Written problem:
Filter the listing below down to the lines that contain the string "mountain", and copy each one. Treat uppercase and lowercase as different.

Record list:
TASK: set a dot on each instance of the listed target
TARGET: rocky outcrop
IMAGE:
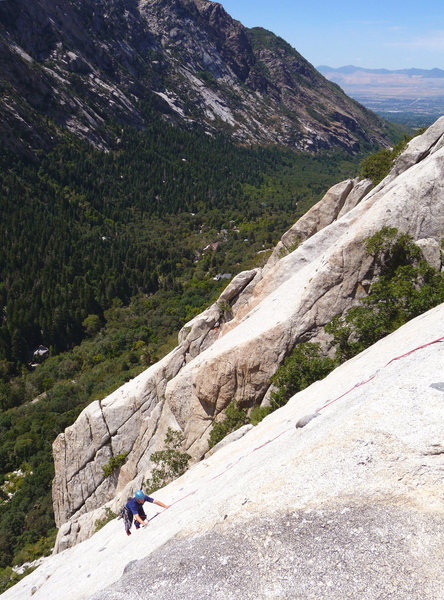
(230, 351)
(86, 64)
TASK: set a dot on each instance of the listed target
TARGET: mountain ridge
(227, 354)
(183, 60)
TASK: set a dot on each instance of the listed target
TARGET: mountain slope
(231, 351)
(81, 65)
(348, 506)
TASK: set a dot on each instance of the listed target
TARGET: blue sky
(391, 34)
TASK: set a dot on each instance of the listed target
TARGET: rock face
(230, 351)
(85, 64)
(349, 506)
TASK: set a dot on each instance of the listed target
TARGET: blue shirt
(135, 506)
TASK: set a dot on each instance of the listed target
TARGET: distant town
(411, 96)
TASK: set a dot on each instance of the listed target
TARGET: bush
(376, 166)
(407, 287)
(301, 368)
(171, 462)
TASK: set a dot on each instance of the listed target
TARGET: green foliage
(407, 287)
(301, 368)
(105, 259)
(8, 577)
(234, 417)
(378, 165)
(34, 550)
(170, 462)
(114, 463)
(109, 516)
(260, 412)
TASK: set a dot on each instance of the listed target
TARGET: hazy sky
(391, 34)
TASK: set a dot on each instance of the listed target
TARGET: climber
(134, 509)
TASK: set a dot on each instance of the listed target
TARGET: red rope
(318, 410)
(374, 375)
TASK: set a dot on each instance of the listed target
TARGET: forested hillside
(125, 210)
(115, 251)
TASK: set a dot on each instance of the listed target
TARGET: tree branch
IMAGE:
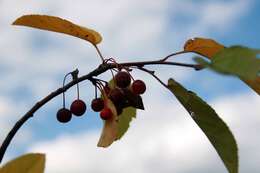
(101, 69)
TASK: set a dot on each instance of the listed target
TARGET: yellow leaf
(208, 48)
(110, 129)
(203, 46)
(56, 24)
(29, 163)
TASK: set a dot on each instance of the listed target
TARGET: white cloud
(131, 29)
(162, 139)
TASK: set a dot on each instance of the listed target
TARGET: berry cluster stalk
(99, 70)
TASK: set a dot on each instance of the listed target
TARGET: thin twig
(99, 70)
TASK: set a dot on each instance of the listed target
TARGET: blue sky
(34, 63)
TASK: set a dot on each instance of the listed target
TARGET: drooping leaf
(124, 120)
(29, 163)
(110, 129)
(203, 46)
(133, 100)
(235, 60)
(210, 123)
(56, 24)
(128, 111)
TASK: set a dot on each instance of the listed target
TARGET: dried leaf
(29, 163)
(203, 46)
(110, 129)
(210, 123)
(56, 24)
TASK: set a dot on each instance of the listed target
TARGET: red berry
(117, 96)
(106, 89)
(106, 114)
(63, 115)
(78, 107)
(122, 79)
(138, 87)
(97, 104)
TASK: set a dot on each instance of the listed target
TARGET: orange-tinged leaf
(56, 24)
(203, 46)
(254, 84)
(29, 163)
(110, 129)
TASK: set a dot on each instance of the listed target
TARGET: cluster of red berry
(123, 94)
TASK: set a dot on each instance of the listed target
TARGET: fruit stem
(99, 53)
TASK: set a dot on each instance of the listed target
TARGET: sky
(163, 138)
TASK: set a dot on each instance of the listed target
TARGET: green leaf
(236, 60)
(124, 120)
(29, 163)
(210, 123)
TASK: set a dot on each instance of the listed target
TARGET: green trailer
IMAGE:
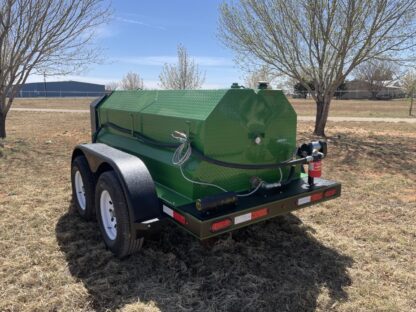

Complete output:
TARGET: mountain ridge
TARGET: mountain slope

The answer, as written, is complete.